▸ **ОТРЫВОК**:
+ + + + +
Исследование права, ставящее своей целью познание его в исторической перспективе, изначально и неизбежно сталкивается с необходимостью определения момента времени, могущего послужить ему отправной точкой. В особенности это касается правовых теорий, уходящих столь далеко в глубь веков, что ни одна работа, сколь бы досконально она ни была проделана, не в состоянии удовлетворительно установить хотя бы приблизительно ту дату, которая могла бы послужить своеобразным историческим водоразделом, по одну сторону которого лежало право без, а по другую – с привнесённой в него новой концепцией.
Mens rea относится к числу таковых правовых теорий. Неразрывно вплетённая в метко определённую Фредериком У. Мэйтландом как «бесшовную паутину»[42] историю права, она представляет собой правовую идею, постулирование которой с той или иной степенью обобщённости и с едва ли не равной долей убедительности можно приписать и лорду Кеньэну, выразившему её в 1798 г.,[43] и «Институтам права Англии» Эдуарда Коука, увидевшим свет между 1628 и 1644 гг.,[44] и Leges Henrici Primi, появившимся в начале XII в.,[45] и Св. Августину Аврелию, писавшему на исходе IV в.,[46] и Луцию Аннею Сенеке, размышлявшему в 60–65 гг.,[47] и Евангелию от Марка, записанному между 64 и 70 гг. на основе устной традиции более древнего происхождения.[48] Как следствие, подход к поиску и определению её корней в большей или меньшей мере, но с неизбежностью произволен. Даже Папская революция конца XI – начала XII вв., создавшая западную традицию права, не предопределяет точки отсчёта в истории теории mens rea, хотя, как будет показано в дальнейшем, её влияние, бесспорно, было определяющим.
Имея в виду сказанное, можно приступить к приблизительному, – а потому отчасти произвольному, и как следствие, приемлемому для одних и необоснованному для других, – определению момента привнесения в понятие преступления по английскому уголовному праву элемента, отражающего внутренний, психический настрой человека, сопутствовавший причинению вреда личности или имуществу, с которым (т. е. вредом), в свою очередь, изначально было связано неразделённое понятие правонарушения (wrong), а в дальнейшем – получившее самостоятельное существование понятие преступления (crime; в средневековом обозначении – Plea of the Crown или, используя латинское выражение, Placita Согопое (буквально последнее переводится как «тяжба короны»)). В то же время определить его и посчитать на этом поставленную задачу выполненной было бы ошибкой, поскольку помимо установления временной точки зарождения mens rea для успеха последующего анализа необходимо также раскрыть её содержание на начальном этапе существования.
+ + + + +
▸ **ЧТО СДЕЛАТЬ**:
A. Перепишите слово в слово часть отрывка о mens rea: начните с места, где стоят слова «Исследование права, ставящее», и остановитесь после слов «него новой концепцией.».
B. Продолжите текст об истории теории mens rea в английском праве с того места, на котором он заканчивается.
+ + + + +
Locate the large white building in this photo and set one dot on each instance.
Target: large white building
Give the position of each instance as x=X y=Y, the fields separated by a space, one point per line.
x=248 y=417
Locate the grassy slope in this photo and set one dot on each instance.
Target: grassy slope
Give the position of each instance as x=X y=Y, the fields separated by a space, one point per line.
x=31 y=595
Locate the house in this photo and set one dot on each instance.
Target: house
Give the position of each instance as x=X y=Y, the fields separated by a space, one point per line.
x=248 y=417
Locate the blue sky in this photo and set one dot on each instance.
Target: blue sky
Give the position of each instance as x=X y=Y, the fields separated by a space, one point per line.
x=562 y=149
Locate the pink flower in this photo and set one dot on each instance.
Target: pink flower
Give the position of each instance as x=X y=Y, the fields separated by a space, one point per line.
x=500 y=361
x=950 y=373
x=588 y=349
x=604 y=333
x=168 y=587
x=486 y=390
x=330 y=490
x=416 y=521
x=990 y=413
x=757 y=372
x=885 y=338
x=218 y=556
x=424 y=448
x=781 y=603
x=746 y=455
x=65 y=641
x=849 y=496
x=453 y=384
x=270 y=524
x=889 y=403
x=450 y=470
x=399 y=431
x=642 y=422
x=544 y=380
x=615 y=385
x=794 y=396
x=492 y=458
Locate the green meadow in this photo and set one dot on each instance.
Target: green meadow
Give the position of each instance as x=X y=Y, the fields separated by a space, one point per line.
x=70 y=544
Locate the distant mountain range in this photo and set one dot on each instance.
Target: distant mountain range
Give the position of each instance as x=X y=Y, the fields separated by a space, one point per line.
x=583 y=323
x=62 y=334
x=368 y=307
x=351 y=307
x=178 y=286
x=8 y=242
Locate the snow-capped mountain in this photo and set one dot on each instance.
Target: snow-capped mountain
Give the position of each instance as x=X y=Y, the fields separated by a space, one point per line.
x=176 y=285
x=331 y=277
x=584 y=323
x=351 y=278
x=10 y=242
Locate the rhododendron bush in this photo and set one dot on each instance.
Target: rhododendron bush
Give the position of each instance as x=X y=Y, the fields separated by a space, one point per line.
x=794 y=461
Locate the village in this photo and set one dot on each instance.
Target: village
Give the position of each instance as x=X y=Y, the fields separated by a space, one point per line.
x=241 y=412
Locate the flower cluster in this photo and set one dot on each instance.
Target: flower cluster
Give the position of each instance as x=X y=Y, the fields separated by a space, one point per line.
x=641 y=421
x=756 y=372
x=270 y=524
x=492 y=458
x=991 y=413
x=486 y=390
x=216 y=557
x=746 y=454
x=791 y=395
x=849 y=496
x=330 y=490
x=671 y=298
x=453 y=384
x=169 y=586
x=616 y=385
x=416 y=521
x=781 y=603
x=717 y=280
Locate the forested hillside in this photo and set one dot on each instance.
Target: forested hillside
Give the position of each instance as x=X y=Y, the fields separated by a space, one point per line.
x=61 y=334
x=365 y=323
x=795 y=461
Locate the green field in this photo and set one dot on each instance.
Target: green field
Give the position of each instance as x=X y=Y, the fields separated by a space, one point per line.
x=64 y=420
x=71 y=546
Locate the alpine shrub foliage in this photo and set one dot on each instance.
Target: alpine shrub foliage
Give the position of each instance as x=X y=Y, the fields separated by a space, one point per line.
+ + + + +
▸ **ОЖИДАЕМЫЕ РЕЗУЛЬТАТЫ**:
A.
Исследование права, ставящее своей целью познание его в исторической перспективе, изначально и неизбежно сталкивается с необходимостью определения момента времени, могущего послужить ему отправной точкой. В особенности это касается правовых теорий, уходящих столь далеко в глубь веков, что ни одна работа, сколь бы досконально она ни была проделана, не в состоянии удовлетворительно установить хотя бы приблизительно ту дату, которая могла бы послужить своеобразным историческим водоразделом, по одну сторону которого лежало право без, а по другую – с привнесённой в него новой концепцией.

B.
В юридической компаративистике широко распространена привязка даты начала истории права Англии к норманнскому завоеванию последней в 1066 г., поскольку «норманнское завоевание… способствовало объединению обычаев и традиций в систему общего права»[49] и «в дальнейшем влияние норманнского владычества в области права было столь значительным, что предыдущим периодом в развитии английского права можно спокойно пренебречь».[50] Нельзя сказать о том, чтобы эта дата была полностью неприемлема, но нельзя не указать и на неотъемлемо присущую ей весьма и весьма сильную условность и символичность. С полной уверенностью можно утверждать, что, по крайней мере, применительно к английскому уголовному праву даже условная привязка его появления к 1066 г. выглядит слишком сомнительной, чтобы такого подхода можно было придерживаться. Современное уголовное право стран семьи общего права не может быть постигнуто без донорманнского уголовного права. Его исследование обусловлено не столько содержательным совпадением уголовного права догастингской эпохи и последовавшей за ней, сколько требованием придерживаться логико-исторической последовательности в изучении правовых институтов. Каким бы отличным содержанием ни было наполнено донорманнское уголовное право, пренебрегать им— всё равно, что, не видя корней (пусть они символизируют уголовное право этой эпохи), скрытых веками нанесённой землёй и большей частью отживших, считать, что крона дуба, раскинувшего, как образно выразился В. Д. Спасович, «во все стороны свои бесчисленные, сучковатые ветви»[51] (обозначающая, таким образом, в предложенном понимании современное уголовное право стран семьи общего права) произрастает исключительно из ствола, которым является английское право после 1066 г.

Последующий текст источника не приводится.